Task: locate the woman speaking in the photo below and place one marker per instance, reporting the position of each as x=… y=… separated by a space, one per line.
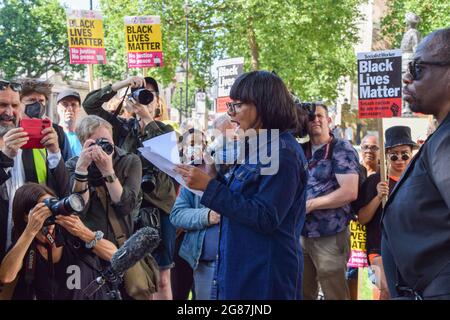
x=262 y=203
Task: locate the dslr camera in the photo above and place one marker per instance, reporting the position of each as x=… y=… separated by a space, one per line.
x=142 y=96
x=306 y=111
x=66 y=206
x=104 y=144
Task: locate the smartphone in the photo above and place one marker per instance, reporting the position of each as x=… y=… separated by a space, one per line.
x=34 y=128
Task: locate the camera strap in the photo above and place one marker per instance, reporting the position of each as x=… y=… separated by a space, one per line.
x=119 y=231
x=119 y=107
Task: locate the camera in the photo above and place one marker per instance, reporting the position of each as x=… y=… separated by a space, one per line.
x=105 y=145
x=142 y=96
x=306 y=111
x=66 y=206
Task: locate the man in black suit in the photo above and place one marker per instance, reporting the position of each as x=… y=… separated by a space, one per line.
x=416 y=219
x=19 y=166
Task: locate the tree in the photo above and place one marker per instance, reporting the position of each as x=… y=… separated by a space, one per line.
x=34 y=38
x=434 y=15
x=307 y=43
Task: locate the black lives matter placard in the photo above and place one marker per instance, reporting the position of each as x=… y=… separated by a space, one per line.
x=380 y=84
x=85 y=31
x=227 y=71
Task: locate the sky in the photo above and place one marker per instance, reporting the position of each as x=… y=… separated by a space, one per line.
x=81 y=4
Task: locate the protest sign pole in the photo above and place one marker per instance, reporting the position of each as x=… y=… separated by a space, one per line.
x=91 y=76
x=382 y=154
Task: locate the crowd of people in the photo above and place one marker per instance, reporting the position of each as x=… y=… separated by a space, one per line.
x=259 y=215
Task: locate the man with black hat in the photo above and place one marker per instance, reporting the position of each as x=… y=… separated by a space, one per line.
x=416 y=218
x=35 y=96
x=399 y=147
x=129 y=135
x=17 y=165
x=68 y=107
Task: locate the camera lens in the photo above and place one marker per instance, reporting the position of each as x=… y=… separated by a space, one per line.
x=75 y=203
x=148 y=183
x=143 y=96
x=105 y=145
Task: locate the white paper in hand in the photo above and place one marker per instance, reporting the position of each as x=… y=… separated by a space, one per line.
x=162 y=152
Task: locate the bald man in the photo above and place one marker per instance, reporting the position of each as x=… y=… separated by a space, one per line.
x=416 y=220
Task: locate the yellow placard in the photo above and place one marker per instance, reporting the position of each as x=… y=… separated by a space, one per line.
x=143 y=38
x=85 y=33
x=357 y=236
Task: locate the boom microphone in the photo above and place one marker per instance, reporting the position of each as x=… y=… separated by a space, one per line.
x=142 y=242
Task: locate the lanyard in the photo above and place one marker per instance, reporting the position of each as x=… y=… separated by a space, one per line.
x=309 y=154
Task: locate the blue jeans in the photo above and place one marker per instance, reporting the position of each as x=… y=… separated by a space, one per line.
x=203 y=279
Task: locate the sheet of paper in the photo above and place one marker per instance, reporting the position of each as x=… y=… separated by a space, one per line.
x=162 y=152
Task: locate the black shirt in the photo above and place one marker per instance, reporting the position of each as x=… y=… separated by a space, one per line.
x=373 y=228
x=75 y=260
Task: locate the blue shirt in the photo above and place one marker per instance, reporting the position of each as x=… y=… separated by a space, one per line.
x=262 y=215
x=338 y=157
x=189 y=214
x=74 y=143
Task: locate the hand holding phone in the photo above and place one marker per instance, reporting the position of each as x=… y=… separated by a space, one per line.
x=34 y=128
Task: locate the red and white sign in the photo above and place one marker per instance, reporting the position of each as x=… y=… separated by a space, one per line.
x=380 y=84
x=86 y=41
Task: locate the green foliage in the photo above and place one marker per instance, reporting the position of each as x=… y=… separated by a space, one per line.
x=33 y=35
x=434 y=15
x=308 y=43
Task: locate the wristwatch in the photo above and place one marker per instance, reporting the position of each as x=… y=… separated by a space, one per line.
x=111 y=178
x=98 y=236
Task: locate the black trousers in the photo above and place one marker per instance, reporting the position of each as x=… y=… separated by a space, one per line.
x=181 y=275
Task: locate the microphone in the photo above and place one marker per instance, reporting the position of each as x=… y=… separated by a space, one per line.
####################
→ **EXERCISE PROMPT**: Scale the stretch of records from the line containing "Task: locate the red" through the end of the records, both ends included, by rewriting each of those lines, requests included. Multiply every x and y coordinate in the answers by 0.35 and round to whole numbers, with halves rounding up.

→ **PROBLEM SOLUTION**:
Task: locate the red and white sign in the photo above and place one marker per instance, reporting the position of each as x=… y=… separated by a space, one per line.
x=133 y=29
x=30 y=14
Task: locate the green foliage in the photo above and place one marker per instance, reporting the position of each as x=… y=… separated by a space, one per line.
x=12 y=12
x=152 y=5
x=108 y=15
Task: locate the wristwatch in the photo above and place one marker per instance, reporting the position of each as x=… y=… separated by a space, one per line.
x=39 y=62
x=34 y=83
Task: locate the black trousers in the photo above and place one marker per instance, reporting the position of each as x=… y=… separated by a space, one per line.
x=63 y=96
Task: locate the microphone in the photo above and place one marker per instance, reporting the position of each as x=… y=… separated by a space, one per line.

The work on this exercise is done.